WHAT THE TASK ASKS → Starting at the line containing "Would you mind indicating the shrub" and ending with the line containing "(1272, 324)", reproduce these lines of the records, requests included. Increase every coordinate value in the answers by 66.

(Position identification records)
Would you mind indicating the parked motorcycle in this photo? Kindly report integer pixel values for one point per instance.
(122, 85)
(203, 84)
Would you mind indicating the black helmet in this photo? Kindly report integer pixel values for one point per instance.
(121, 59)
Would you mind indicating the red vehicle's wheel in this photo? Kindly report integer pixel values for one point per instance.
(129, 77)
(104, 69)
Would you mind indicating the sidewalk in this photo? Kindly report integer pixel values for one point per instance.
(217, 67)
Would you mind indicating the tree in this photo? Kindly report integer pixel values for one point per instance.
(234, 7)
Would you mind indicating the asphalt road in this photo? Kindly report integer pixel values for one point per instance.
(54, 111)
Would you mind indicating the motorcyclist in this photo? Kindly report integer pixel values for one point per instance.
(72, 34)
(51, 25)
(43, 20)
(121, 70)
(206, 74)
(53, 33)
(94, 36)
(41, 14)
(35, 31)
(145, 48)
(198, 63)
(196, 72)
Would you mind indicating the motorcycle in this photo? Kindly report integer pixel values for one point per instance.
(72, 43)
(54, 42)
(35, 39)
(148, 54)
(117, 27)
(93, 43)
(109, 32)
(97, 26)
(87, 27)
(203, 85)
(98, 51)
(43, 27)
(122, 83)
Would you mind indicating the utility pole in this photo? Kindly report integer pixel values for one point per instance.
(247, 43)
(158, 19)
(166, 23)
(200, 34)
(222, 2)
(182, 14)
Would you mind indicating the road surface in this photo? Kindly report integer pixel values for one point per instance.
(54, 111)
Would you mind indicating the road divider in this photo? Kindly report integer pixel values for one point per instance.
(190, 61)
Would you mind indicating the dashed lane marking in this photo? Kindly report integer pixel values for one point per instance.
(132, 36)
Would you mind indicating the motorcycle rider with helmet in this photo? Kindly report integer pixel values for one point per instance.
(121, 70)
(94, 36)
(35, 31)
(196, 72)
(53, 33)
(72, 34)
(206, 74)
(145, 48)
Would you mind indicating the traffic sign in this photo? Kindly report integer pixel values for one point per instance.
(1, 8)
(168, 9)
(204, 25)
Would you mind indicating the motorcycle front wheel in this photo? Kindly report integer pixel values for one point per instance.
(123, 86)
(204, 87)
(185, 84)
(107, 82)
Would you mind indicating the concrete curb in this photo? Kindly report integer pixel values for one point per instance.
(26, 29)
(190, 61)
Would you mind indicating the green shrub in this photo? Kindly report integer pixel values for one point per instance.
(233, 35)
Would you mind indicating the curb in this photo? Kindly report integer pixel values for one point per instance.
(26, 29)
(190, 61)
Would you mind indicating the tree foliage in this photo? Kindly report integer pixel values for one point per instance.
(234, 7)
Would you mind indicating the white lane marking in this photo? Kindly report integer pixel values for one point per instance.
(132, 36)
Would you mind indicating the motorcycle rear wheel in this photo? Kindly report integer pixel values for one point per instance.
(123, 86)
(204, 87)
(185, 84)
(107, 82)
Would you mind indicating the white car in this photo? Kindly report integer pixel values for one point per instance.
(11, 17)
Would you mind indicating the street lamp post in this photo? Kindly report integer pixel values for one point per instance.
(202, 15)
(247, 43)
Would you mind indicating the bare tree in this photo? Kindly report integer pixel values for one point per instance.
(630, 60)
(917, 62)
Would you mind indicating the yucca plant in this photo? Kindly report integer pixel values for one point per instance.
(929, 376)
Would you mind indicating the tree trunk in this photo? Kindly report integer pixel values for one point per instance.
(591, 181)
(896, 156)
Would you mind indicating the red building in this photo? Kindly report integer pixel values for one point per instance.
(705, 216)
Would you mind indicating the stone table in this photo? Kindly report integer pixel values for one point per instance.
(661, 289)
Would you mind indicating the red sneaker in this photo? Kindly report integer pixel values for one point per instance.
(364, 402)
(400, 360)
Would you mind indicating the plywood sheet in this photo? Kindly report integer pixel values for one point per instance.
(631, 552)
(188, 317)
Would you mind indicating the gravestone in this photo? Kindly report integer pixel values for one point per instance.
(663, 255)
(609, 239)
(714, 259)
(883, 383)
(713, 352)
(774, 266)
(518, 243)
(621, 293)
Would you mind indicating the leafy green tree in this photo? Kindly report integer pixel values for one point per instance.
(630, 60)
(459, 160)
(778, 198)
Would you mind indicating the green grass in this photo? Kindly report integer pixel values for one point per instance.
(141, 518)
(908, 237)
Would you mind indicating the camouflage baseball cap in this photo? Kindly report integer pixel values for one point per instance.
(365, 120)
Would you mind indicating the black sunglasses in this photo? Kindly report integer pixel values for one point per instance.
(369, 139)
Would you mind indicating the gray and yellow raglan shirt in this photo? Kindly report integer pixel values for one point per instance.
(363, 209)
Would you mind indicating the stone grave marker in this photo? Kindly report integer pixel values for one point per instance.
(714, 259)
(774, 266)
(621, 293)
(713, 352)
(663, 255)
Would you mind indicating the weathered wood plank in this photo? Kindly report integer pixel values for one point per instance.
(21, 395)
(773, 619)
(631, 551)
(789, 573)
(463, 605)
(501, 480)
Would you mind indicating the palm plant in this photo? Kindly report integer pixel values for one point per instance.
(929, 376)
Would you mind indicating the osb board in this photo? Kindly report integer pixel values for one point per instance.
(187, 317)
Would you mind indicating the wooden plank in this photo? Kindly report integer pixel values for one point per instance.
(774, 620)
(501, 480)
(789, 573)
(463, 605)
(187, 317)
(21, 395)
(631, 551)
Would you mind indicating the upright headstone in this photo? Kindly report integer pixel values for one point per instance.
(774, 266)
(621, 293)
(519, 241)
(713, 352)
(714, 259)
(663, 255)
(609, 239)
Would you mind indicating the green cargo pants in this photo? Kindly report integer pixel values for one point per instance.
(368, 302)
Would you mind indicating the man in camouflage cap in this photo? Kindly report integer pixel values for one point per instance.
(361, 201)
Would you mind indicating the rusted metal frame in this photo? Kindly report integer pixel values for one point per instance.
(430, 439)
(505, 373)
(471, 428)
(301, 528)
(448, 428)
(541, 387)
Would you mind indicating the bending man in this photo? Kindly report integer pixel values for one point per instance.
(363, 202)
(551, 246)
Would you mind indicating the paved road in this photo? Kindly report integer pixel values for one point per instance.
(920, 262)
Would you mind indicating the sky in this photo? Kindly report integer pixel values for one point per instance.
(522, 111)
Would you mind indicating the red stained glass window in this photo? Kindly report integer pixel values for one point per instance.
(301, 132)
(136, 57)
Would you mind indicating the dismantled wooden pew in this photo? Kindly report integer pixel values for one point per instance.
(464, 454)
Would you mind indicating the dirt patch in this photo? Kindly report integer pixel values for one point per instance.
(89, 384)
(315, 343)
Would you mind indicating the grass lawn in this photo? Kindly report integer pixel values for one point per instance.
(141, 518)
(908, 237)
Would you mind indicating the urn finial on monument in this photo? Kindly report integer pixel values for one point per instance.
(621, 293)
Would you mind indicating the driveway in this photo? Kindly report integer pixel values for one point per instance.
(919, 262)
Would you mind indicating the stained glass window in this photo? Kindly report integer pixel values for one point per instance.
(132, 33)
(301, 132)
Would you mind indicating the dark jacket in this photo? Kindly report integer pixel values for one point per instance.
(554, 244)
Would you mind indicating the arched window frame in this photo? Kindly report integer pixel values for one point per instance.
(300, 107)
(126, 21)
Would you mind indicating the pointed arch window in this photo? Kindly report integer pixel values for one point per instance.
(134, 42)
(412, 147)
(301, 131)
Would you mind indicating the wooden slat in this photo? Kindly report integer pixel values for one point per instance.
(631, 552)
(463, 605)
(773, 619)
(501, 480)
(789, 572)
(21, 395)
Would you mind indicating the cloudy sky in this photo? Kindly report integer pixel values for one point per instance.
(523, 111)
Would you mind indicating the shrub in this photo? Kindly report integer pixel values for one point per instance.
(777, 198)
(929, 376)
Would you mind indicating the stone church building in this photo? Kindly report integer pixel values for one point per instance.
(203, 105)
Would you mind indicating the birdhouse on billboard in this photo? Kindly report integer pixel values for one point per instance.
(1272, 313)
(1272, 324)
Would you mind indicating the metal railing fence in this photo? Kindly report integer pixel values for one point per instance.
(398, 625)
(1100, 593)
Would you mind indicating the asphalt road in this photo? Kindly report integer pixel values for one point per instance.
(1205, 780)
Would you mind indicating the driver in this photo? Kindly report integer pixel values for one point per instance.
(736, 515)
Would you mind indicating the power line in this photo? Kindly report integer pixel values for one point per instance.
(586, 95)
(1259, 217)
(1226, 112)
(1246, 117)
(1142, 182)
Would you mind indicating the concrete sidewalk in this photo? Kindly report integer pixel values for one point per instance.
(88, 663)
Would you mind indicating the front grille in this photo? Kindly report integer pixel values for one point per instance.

RESPONSE BELOW →
Would you mind indicating the shrub in this photo? Kindly report integer pixel values for one point per instance.
(843, 264)
(995, 442)
Would you mind indicating the stone church building in this photo? Kindly report integer pixel values for one point per instance.
(269, 171)
Would you mind indicating the birdhouse on billboard in this photo? Kindly report integer pixel values for one point per instance.
(1338, 379)
(1338, 390)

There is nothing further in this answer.